>> BEGIN EXTRACTED ENTRIES
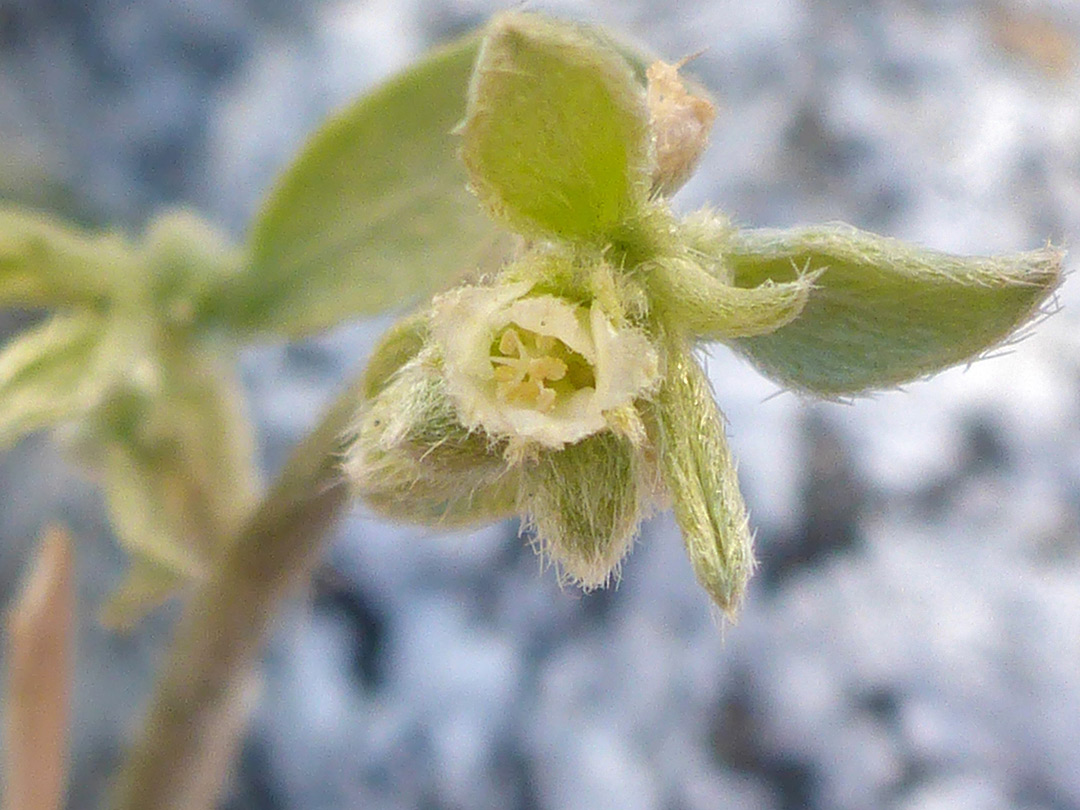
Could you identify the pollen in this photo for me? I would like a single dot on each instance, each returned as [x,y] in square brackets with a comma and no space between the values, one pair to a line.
[526,364]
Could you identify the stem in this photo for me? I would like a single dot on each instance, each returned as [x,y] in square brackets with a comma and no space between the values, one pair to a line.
[39,679]
[202,700]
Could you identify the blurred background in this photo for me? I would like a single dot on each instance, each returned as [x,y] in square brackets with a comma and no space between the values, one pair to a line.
[912,638]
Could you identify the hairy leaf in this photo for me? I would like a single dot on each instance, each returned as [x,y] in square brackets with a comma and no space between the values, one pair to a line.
[373,214]
[556,134]
[881,312]
[45,261]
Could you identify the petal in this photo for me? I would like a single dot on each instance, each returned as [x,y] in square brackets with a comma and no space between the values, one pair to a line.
[626,363]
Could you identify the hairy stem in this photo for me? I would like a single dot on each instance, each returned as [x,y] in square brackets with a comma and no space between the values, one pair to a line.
[205,692]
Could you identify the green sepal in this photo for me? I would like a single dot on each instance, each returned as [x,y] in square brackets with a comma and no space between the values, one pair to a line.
[701,305]
[882,312]
[585,503]
[555,136]
[50,374]
[412,460]
[396,347]
[373,214]
[687,430]
[45,261]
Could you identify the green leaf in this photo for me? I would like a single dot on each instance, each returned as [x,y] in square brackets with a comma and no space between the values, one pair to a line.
[585,503]
[176,463]
[882,312]
[687,430]
[701,305]
[48,262]
[48,375]
[556,133]
[145,586]
[373,214]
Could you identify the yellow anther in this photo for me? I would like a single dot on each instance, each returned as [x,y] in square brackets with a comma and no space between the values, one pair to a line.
[526,365]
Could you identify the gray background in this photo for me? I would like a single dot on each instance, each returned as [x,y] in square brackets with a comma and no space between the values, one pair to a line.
[913,636]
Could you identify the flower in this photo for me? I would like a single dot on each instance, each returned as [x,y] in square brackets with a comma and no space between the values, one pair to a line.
[537,368]
[564,388]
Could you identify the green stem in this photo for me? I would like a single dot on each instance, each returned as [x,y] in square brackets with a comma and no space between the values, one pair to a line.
[202,700]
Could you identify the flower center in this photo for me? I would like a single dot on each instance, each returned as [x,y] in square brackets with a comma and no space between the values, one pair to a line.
[534,370]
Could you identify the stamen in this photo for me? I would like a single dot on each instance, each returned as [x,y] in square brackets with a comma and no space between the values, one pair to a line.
[526,365]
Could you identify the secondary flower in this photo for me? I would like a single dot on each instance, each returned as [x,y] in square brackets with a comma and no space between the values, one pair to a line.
[564,387]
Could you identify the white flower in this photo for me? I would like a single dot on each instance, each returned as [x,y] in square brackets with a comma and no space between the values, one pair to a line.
[537,368]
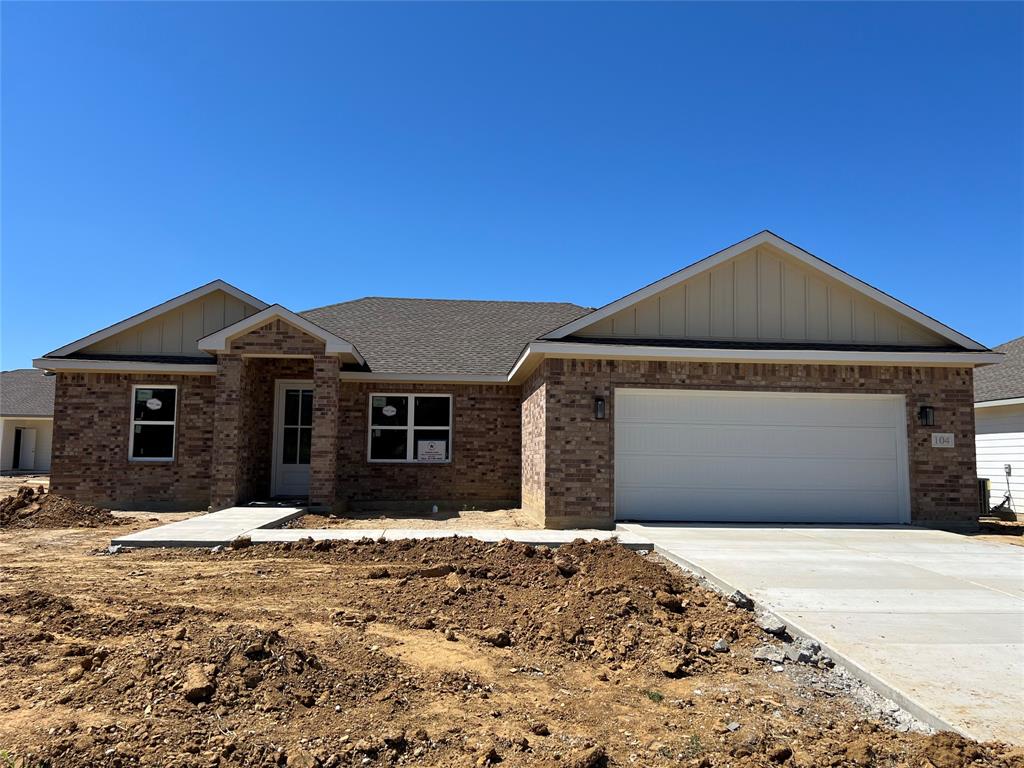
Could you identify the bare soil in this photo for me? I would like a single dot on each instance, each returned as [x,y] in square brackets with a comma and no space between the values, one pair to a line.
[503,519]
[35,507]
[446,652]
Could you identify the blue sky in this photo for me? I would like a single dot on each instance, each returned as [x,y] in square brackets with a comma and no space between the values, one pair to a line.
[315,153]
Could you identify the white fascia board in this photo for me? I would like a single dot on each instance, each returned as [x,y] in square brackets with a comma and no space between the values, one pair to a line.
[796,252]
[583,350]
[217,285]
[125,367]
[370,376]
[219,341]
[996,403]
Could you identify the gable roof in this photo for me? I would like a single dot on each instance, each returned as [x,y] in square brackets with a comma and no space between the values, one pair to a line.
[441,336]
[1005,380]
[766,238]
[27,391]
[333,344]
[135,320]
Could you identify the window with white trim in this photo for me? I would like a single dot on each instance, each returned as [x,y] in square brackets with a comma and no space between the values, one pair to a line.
[153,423]
[410,428]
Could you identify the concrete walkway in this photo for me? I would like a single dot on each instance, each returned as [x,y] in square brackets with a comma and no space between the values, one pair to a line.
[259,523]
[933,621]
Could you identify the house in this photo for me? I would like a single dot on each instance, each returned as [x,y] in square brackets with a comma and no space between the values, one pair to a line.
[998,416]
[759,384]
[26,420]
>> END EXTRACTED ENTRIES
### WHAT YOU SHOULD DO
Omit the pictures and restate the rest of the records verbatim.

### FULL SOLUTION
Could you identify the pollen in this photo for me? I would like a single dot on each instance, each returned as [x,y] in square brackets with a comma and no space between the values, one pair to a line.
[526,364]
Could you identify the stem in this photo for me? I would like a single dot on each instance, each returned as [x,y] in square brackets with a comma and no space between the values, one pair to a line.
[39,679]
[202,700]
Could you identify the blurred background in this photo for me? I would like a single dot on each instance, each returned as [x,y] in square brackets with a comma and no space between the values, one pair to a line.
[912,638]
Could you identify the hairy leaf in this photo for me? I would like a single dot on each instance, each returned as [x,y] in square brackets with a comma and no space between the values, one pair to a line.
[373,214]
[556,134]
[881,312]
[45,261]
Could you identify the petal in this photo for me? I would like a single dot on each instance, each returned as [x,y] in square brackets with a comma and no space between the values, one pair to a line.
[626,363]
Could you identify the hairy stem in this photo for me? I would like a single dot on each instance, each returned as [x,y] in square brackets with a comma and no space between the values, one pair to a line.
[205,692]
Could you identify the green sepal in this photo for me? I would like a single dot on each instance, each returned as [x,y] in square brackets with a comma and no space between the values, one pair to a line.
[701,305]
[882,312]
[585,503]
[555,136]
[50,374]
[412,460]
[396,347]
[373,214]
[687,430]
[45,261]
Could you identify the green leaf in this photo for me? I would like a single dot on each instance, each returned as [x,y] in square brackets with a comma and no space between the values, one pair to a line.
[585,503]
[176,463]
[882,312]
[687,430]
[701,305]
[48,262]
[48,375]
[556,133]
[145,586]
[373,214]
Could you identify the yellow anther in this photo for me? I would like a single dot on each instance, each returned as [x,y] in square brackets with a comma and no space between the values, one pair to a line.
[526,365]
Could you identify the gray background in this photo for me? I would like a single dot on each instance, each returned as [x,y] in square brackets with a comma and no space between the values, one pair to a line.
[913,636]
Could you identify the flower in this photo for me? I would like a single dot on each instance, each returned as [x,y] in square brackets with a comma and no space between the values, one pair to a line.
[537,368]
[564,388]
Could you identify the green stem in this photo for me? I would like a single dot on each instance, each returned as [x,y] in square brackets with a comma and no space between the values, one pair to a line.
[202,700]
Could you identify the flower center in this photo for me? I would like a single dot on each instance, each returned as [x,y] in square brackets with a comma and no space between the values, one pair to a line.
[534,370]
Could you identify the stamen in this photo for me? I would like a single dot on each instance, each returned as [x,y] in square brackets with a comma and no space between the values, one pair to a line.
[526,365]
Could you identify the secondary flower in this photo for me? I would like a single dot on each instance, each returned as [x,y] in square brackets with a comma and no space between the values, one pair to a line.
[564,387]
Could you identify the white flower in this photo for me? I would like a single dot on each instance, each returned as [x,y] in square brackets with a comma and no space between the values, one pair to a line.
[537,368]
Could you identify the bare soil in this photo for me? I would like a single dot on each instance, each returned as [x,y] in square brackets with a comma and no space between the values, one pair to a line.
[503,519]
[35,507]
[446,652]
Could you identify the blue sky in this photo for me? I would like a single dot on each instance, each returned as [x,y] in square brackets with a comma and no space between the values, one pair to a line.
[315,153]
Could you identify the white fascia board in this photo for me? I would like a single dot on each instance, each returned as [x,y] in square brackets with a comma and no space between the values, one pair to a line.
[796,252]
[583,350]
[217,285]
[125,367]
[370,376]
[219,341]
[996,403]
Could you identify the gable roof in this photo for me? I would like a single dot on each instance, each returned as [x,y] in square brackets with a comma and no space between the values, one pair to a line.
[441,336]
[1005,380]
[766,238]
[27,391]
[333,344]
[135,320]
Could you identify the window with white trim in this photo for me? I would like a single dot on each instance, each returned as [x,y] in square brackets with a comma and no space between the values, one pair to a line.
[153,423]
[410,428]
Could you identify the concrete walkway in this photo for me? I would like a single dot on each instance, each returned as [x,y] in square brackets with a comma and no space between the values, one pair to a line.
[259,523]
[933,621]
Could you identify the house in this photo for me? I would like a single dot on each instance, each returned as [x,y] in square brackets with a comma and no space between the values, one pair to a line.
[998,416]
[759,384]
[26,420]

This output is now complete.